What is required: The data below is to be output in full, unchanged.

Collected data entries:
☆ ☆ ☆ ☆
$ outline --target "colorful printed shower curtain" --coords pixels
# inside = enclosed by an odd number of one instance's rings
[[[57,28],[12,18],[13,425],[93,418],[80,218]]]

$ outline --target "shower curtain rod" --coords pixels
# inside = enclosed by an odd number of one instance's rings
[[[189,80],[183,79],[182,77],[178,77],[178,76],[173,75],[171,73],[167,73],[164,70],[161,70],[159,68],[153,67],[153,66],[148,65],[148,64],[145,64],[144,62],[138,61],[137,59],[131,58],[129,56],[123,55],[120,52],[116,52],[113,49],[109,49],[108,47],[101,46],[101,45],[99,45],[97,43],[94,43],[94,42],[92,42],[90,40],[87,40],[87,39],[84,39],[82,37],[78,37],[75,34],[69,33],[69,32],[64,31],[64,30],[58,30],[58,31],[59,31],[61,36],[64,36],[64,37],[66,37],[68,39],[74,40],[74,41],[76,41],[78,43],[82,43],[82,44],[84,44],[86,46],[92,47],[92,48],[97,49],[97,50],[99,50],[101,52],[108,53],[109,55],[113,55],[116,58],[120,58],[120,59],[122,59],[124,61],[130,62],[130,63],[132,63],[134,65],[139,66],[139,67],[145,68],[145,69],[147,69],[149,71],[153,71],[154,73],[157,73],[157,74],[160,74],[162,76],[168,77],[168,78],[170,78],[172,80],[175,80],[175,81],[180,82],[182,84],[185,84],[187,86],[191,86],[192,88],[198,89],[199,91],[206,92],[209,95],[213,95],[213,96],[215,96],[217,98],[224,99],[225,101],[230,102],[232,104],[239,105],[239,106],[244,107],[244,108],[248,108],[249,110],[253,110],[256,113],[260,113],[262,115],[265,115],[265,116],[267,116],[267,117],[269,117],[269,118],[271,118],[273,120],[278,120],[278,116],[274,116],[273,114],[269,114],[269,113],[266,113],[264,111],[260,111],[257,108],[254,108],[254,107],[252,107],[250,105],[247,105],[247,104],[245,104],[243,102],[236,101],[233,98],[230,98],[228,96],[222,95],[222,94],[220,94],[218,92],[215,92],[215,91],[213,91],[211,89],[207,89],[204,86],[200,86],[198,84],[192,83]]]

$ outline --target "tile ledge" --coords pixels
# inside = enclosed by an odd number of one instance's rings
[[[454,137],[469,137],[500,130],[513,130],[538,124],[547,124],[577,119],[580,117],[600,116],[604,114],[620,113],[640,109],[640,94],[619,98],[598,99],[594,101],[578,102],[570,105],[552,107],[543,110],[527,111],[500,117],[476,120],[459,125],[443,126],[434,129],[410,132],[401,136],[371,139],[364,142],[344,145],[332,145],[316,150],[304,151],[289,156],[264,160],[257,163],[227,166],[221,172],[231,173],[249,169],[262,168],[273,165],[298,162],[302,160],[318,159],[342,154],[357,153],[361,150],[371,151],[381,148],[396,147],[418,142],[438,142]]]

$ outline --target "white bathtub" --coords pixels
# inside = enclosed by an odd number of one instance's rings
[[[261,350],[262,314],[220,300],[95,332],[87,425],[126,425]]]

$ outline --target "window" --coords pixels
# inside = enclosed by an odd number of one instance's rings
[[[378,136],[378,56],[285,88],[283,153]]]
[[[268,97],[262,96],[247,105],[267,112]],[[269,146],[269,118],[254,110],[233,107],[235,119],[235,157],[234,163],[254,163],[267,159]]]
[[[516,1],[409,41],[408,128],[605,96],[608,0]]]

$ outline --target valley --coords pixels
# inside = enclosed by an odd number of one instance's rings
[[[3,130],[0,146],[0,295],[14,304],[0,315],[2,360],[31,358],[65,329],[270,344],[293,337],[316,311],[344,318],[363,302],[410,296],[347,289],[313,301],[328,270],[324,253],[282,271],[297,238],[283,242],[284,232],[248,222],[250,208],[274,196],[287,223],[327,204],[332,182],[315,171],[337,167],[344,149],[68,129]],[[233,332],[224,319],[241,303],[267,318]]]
☆ ☆ ☆ ☆
Answer section:
$ outline --target "colorful printed shower curtain" --coords pixels
# inside = enclosed by an odd number of one instance's rings
[[[57,28],[12,18],[13,425],[93,418],[80,218]]]

$ outline --target "shower curtain rod" --coords pixels
# inside = enclosed by an odd number of one instance's rings
[[[189,80],[183,79],[182,77],[178,77],[178,76],[173,75],[171,73],[167,73],[164,70],[161,70],[159,68],[153,67],[153,66],[148,65],[148,64],[145,64],[144,62],[138,61],[137,59],[131,58],[129,56],[123,55],[120,52],[116,52],[113,49],[109,49],[108,47],[101,46],[101,45],[99,45],[97,43],[94,43],[94,42],[92,42],[90,40],[87,40],[87,39],[84,39],[82,37],[78,37],[75,34],[69,33],[69,32],[64,31],[64,30],[58,30],[58,31],[59,31],[61,36],[64,36],[64,37],[66,37],[68,39],[74,40],[74,41],[76,41],[78,43],[82,43],[82,44],[84,44],[86,46],[92,47],[92,48],[97,49],[97,50],[99,50],[101,52],[108,53],[109,55],[113,55],[116,58],[120,58],[120,59],[122,59],[124,61],[130,62],[130,63],[132,63],[134,65],[139,66],[139,67],[145,68],[145,69],[147,69],[149,71],[153,71],[154,73],[157,73],[157,74],[160,74],[162,76],[168,77],[168,78],[170,78],[172,80],[175,80],[175,81],[180,82],[182,84],[185,84],[187,86],[191,86],[192,88],[198,89],[199,91],[206,92],[209,95],[213,95],[213,96],[215,96],[217,98],[224,99],[225,101],[230,102],[232,104],[239,105],[239,106],[244,107],[244,108],[248,108],[249,110],[253,110],[256,113],[260,113],[262,115],[265,115],[265,116],[267,116],[267,117],[269,117],[269,118],[271,118],[273,120],[278,120],[278,116],[274,116],[273,114],[269,114],[269,113],[266,113],[264,111],[260,111],[257,108],[254,108],[254,107],[252,107],[250,105],[247,105],[247,104],[245,104],[243,102],[236,101],[233,98],[230,98],[228,96],[222,95],[222,94],[220,94],[218,92],[215,92],[215,91],[213,91],[211,89],[207,89],[204,86],[200,86],[198,84],[192,83]]]

$ outline --target "tile ledge" --coords pixels
# inside = enclosed by an odd number of one instance's rings
[[[454,137],[469,137],[500,130],[513,130],[538,124],[547,124],[577,119],[580,117],[600,116],[604,114],[620,113],[640,109],[640,94],[619,98],[598,99],[594,101],[578,102],[570,105],[552,107],[543,110],[527,111],[500,117],[476,120],[459,125],[443,126],[434,129],[410,132],[401,136],[371,139],[364,142],[344,145],[332,145],[316,150],[304,151],[289,156],[264,160],[257,163],[227,166],[221,172],[231,173],[249,169],[262,168],[273,165],[298,162],[302,160],[318,159],[342,154],[357,153],[361,150],[371,151],[381,148],[396,147],[418,142],[438,142]]]

$ outline --target "white bathtub" --coords pixels
# inside = enclosed by an odd number of one instance's rings
[[[261,350],[262,314],[220,300],[95,332],[87,425],[126,425]]]

$ outline --target "window" --coords pixels
# inside = enclosed by an odd number of one instance's rings
[[[378,136],[378,56],[285,88],[283,153]]]
[[[268,97],[262,96],[247,105],[267,112]],[[269,146],[269,118],[254,110],[233,107],[235,119],[235,157],[234,163],[254,163],[267,159]]]
[[[516,1],[409,41],[408,128],[605,96],[608,0]]]

$ outline --target valley --coords pixels
# inside = enclosed by an odd number of one instance's rings
[[[3,130],[0,146],[0,295],[14,304],[0,315],[2,360],[31,358],[65,329],[270,344],[293,337],[316,311],[344,318],[363,302],[410,296],[347,289],[313,301],[328,270],[324,253],[282,271],[297,238],[283,242],[284,232],[248,222],[250,208],[274,196],[287,223],[327,204],[332,182],[315,171],[337,167],[344,149],[68,129]],[[233,332],[224,319],[241,303],[267,318]]]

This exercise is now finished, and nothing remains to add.